数据结构之【并查集】 - 《数据结构与算法》

应用
局限
代码模板
例题1：
例题二
并查集的时间复杂度

并查集（Disjoint set，Union-Find）是一种用来管理元素分组情况的数据结构。并查集的一种高效实现是：使用树的根节点「代表」一个集合，同一棵树上的所有节点属于一个集合。只要两个元素的根节点相同，就视为属于同一个集合。使用树的根节点代表一个集合的方法，称之为「代表元」法。

初始化（Init）：将每个元素所在集合初始化为其自身。
合并（Union）：将两个元素所属的集合合并为一个集合。
查找（Find）：查找元素所在的集合，即根节点。

应用

最小生成树：Kruskal 算法
图的联通分量
动态联通性格
二分图判断等

局限

不支持拆分（split）操作：任何节点一旦成为其他节点的子节点后，将永远不可能再成为树根。
集合必须是不相交的（disjoint）：同一个元素不能属于多个集合。
代表元不记录集合成员信息：
- 父节点不记录子节点的信息。
- 查找图中某节点所在的连通分量的所有节点需要再次扫描或者维护额外信息。

代码模板

 //并查集  init(n)，Find(x) 以及 Union(x, y) 函数，分别对应初始化，查找，合并操作
    class UnionFind {
        int count;
        int[] parent;
        int[] rank;
        //init初始化
        public UnionFind(int n) {
            //连通分量个数
            count = 0;
            //集合的代表元素 parent 数组
            parent = new int[n];
            /*考虑到优化并查集的算法时间复杂度可以采用路径压缩和按秩合并两种方式
            下面使用按秩合并，为了实现按秩合并，秩是衡量一颗树的指标，它可以是树中节点数，
            也可以是树的最大深度。我们使用 rank 数组记录额外信息*/
            rank = new int[n];
            for (int i = 0; i < n; ++i) {
                // 初始时每个集合的代表元素就是自身
                parent[i] = i;
                ++count;   
                //初始化的时候每个集合节点rank都一样 只有一个元素 
                rank[i] = 1;     
            }
        }
        //最坏情况下树退化为链 Find 函数最坏时间复杂度是：O(n)，n 为节点数。

------------------------------------------------------------

修改并查集正文中从“数据结构之【并查集】 - 《数据结构与算法》”到“查找（Find）：查找元素所在的集合，即根节点。”的部分并完整给出，将其中的“根节点”全部替换为“根结点”。 后附记录是另一份独立材料，与上文正文无关。

• [数据集内容]
------------------------------------------------------------

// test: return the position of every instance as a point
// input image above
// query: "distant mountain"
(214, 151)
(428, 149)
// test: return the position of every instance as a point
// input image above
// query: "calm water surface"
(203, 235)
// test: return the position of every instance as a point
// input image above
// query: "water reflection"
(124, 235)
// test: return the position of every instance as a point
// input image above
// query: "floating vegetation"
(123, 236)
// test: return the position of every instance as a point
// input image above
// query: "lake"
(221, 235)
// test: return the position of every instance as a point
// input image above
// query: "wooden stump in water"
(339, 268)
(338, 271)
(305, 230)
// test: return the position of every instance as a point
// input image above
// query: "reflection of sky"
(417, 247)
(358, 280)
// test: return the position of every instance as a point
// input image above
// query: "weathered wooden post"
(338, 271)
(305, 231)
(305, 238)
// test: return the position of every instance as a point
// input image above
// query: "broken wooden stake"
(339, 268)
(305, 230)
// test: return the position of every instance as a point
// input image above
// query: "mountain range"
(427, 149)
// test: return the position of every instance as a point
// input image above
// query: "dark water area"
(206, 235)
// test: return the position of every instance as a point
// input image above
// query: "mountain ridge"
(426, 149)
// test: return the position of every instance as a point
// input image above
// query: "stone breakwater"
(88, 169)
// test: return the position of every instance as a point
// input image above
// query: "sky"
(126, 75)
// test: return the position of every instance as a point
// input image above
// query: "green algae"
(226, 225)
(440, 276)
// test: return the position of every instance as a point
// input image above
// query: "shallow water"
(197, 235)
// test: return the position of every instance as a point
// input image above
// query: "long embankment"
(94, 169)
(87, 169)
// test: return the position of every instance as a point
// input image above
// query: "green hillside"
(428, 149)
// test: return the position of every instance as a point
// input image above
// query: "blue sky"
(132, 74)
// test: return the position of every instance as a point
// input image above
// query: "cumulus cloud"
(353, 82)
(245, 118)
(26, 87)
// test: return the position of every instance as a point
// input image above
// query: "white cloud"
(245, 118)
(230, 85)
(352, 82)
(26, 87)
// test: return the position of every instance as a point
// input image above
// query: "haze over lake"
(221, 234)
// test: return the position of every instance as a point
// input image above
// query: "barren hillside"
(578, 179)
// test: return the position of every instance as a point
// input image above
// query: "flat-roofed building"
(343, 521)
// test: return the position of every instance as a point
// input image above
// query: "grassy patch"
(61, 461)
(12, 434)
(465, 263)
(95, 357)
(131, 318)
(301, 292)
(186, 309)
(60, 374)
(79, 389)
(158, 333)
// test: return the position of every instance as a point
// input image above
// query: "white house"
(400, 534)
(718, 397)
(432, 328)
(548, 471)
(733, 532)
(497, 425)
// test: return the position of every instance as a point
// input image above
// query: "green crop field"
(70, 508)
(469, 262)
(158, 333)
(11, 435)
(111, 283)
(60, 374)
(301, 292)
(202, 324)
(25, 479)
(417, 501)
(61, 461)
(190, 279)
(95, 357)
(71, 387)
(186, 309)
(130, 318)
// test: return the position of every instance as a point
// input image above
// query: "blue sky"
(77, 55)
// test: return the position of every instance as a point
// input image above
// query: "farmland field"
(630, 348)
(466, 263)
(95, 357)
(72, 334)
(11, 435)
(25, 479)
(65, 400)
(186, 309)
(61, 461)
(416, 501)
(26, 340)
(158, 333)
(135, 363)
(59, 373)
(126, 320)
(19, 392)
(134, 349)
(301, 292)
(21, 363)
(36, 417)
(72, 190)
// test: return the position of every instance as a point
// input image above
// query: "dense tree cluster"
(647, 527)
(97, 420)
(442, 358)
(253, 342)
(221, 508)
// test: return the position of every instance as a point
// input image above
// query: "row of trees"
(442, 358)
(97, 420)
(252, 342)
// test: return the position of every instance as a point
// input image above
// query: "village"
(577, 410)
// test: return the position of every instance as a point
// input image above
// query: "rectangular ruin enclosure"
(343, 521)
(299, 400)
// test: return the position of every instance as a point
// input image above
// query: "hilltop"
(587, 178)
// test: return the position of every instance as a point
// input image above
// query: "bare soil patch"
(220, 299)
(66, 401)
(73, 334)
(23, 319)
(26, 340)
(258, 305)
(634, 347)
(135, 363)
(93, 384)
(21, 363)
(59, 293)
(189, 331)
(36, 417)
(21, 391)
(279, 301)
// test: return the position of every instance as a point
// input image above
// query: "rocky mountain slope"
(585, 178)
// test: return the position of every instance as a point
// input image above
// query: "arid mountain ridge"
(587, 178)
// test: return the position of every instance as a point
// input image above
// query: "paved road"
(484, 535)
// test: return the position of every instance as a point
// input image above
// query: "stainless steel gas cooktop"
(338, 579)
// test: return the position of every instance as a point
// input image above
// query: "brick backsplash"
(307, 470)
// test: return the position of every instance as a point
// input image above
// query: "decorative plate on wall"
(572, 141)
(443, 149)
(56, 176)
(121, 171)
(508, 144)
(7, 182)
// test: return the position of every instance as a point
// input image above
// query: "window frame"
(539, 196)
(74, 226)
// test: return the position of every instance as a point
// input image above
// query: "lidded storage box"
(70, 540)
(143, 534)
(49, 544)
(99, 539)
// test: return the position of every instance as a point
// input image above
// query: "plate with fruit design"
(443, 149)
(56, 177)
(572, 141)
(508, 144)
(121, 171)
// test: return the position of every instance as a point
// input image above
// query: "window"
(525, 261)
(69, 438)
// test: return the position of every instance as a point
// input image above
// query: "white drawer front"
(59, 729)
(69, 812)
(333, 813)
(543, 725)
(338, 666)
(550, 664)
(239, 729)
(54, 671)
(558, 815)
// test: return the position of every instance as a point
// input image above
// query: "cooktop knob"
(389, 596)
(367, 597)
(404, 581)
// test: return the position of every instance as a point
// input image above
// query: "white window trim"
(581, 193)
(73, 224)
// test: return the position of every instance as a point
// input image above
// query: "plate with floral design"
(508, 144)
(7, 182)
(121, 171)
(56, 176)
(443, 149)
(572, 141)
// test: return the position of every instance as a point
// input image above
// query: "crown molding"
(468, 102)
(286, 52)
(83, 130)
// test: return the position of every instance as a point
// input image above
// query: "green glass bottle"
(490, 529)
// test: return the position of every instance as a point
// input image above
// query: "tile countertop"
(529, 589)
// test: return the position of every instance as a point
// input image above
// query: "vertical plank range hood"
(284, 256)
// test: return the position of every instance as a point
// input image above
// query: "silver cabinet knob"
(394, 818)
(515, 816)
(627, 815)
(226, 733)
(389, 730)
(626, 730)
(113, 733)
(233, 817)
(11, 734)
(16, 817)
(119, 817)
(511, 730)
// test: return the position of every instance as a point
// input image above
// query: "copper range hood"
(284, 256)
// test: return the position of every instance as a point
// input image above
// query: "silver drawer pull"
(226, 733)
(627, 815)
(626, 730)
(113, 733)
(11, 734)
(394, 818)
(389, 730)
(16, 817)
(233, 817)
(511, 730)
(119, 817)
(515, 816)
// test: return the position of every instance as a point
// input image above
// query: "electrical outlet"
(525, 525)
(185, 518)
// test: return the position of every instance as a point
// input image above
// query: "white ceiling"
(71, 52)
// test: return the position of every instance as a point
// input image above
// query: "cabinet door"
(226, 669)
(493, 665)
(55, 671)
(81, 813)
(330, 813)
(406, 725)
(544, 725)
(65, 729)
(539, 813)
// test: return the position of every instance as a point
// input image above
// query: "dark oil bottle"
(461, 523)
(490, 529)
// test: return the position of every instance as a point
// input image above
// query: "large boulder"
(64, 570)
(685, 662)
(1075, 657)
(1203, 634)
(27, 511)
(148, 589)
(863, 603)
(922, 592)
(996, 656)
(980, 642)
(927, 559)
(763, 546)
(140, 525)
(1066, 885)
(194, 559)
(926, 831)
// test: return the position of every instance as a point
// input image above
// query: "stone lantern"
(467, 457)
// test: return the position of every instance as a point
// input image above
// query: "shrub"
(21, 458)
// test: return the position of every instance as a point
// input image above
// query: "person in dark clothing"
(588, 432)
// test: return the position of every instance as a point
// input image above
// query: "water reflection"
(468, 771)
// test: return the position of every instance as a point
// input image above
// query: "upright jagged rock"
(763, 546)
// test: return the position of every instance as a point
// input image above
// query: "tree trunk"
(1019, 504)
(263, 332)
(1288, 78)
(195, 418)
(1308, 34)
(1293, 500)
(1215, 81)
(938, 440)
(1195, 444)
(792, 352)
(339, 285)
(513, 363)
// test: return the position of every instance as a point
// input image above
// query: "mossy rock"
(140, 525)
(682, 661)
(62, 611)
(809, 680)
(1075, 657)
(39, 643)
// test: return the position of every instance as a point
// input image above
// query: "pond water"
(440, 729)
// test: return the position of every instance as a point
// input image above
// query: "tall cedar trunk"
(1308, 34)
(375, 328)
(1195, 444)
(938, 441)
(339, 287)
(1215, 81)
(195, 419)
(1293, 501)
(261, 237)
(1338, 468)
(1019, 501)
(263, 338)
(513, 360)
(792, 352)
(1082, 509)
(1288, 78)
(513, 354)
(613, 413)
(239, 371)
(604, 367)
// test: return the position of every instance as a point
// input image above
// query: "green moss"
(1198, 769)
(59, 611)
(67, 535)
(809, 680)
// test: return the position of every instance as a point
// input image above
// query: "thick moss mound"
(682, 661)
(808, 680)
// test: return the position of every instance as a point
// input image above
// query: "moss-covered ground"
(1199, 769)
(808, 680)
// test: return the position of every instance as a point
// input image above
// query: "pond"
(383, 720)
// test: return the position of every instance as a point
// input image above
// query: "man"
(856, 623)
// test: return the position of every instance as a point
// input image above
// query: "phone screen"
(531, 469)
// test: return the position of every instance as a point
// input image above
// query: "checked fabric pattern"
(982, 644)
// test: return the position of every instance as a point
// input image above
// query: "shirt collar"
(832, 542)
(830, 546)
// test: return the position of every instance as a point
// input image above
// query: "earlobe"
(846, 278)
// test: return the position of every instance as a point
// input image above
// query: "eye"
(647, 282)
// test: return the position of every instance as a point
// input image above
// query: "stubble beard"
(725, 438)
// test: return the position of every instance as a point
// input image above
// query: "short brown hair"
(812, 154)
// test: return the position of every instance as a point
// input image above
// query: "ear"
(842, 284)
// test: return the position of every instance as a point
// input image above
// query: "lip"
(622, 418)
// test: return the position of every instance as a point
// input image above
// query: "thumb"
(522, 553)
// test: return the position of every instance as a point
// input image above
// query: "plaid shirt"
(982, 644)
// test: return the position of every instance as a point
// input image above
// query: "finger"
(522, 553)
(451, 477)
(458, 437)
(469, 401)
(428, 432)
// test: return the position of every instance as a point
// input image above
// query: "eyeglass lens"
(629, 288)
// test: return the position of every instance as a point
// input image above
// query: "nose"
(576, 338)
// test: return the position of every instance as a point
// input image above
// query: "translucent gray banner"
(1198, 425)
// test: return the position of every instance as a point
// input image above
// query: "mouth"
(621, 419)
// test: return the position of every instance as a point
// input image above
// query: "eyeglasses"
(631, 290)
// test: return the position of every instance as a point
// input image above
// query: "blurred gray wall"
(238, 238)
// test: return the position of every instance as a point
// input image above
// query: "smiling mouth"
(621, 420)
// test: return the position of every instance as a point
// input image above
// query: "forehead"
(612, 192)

------------------------------------------------------------

• [任务解答]
数据结构之【并查集】 - 《数据结构与算法》

应用
局限
代码模板
例题1：
例题二
并查集的时间复杂度

并查集（Disjoint set，Union-Find）是一种用来管理元素分组情况的数据结构。并查集的一种高效实现是：使用树的根结点「代表」一个集合，同一棵树上的所有节点属于一个集合。只要两个元素的根结点相同，就视为属于同一个集合。使用树的根结点代表一个集合的方法，称之为「代表元」法。

初始化（Init）：将每个元素所在集合初始化为其自身。
合并（Union）：将两个元素所属的集合合并为一个集合。
查找（Find）：查找元素所在的集合，即根结点。